-- start Information shown --

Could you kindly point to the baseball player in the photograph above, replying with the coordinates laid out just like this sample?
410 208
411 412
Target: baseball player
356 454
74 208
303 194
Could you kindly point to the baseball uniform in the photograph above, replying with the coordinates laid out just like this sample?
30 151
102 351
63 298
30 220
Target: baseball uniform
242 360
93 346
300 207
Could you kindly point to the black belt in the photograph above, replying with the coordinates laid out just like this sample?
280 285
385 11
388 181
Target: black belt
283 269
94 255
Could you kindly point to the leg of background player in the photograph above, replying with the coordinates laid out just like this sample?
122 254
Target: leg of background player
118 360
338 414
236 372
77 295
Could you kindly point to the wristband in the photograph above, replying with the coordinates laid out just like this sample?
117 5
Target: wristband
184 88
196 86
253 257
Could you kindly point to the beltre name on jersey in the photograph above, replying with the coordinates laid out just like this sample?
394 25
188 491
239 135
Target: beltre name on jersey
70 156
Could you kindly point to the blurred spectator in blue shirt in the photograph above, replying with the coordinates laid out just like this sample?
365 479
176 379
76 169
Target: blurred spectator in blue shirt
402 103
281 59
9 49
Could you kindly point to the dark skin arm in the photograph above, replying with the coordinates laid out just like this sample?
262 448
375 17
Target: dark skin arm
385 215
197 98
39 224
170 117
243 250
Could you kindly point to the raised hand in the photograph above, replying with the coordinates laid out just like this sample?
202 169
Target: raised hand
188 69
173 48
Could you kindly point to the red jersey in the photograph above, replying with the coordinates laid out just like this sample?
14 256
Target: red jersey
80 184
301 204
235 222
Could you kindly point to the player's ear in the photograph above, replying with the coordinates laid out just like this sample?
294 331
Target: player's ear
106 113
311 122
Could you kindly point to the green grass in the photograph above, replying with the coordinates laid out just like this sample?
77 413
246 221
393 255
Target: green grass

-- end Information shown --

» Work to complete: Copy word for word the stretch of the records from the line that contains "Could you kindly point to the black" through the end of the records, including that first line.

» Solved problem:
Could you kindly point to the black belt in the photograph above, replying with the coordinates laid out just like this sample?
280 285
385 11
388 181
Target: black belt
283 269
94 255
Could you kindly point to the leg of background player in the photograph above, replying with the coordinates laid out just like this sample?
122 254
Target: leg of background player
118 360
338 414
236 372
77 295
Could you kindly point to the wristband in the photograph above, replying with the coordinates laid out just like this sample?
117 5
Target: wristband
184 88
196 86
253 257
Could you kindly point to the beltre name on jersey in the photograph above, replying with the coordinates laid out just like this sample?
394 25
188 491
239 135
Target: beltre name on jersey
70 156
Could you kindly point to the blurred spectator in blue shirt in the photograph above, replying with the coordinates laid out just like this sample?
365 479
176 379
76 169
Target: blurred spectator in blue shirt
402 103
281 59
9 49
Could you kindly point to the dark skin arm in the photograph above, replying with the coordinates laid out just like this sample?
262 448
375 17
Target: dark skin arm
385 215
197 98
39 224
170 117
243 250
Could you kindly point to the raised hand in the photograph above, replying with the coordinates laid out just like this sample?
202 169
Target: raised hand
188 69
173 48
Could you kindly point to the red jersey in the photograph above, replying with the coordinates laid out just like this sample?
14 256
Target: red jersey
80 184
301 204
235 222
Could you kindly point to the player's ear in the photograph above, replying with the coordinates laid out just like this sample?
294 331
Target: player's ear
106 113
311 122
Could you kindly point to the green grass in the photograph above, replying with the coordinates laid out just like this sample?
77 413
246 221
393 255
Target: green grass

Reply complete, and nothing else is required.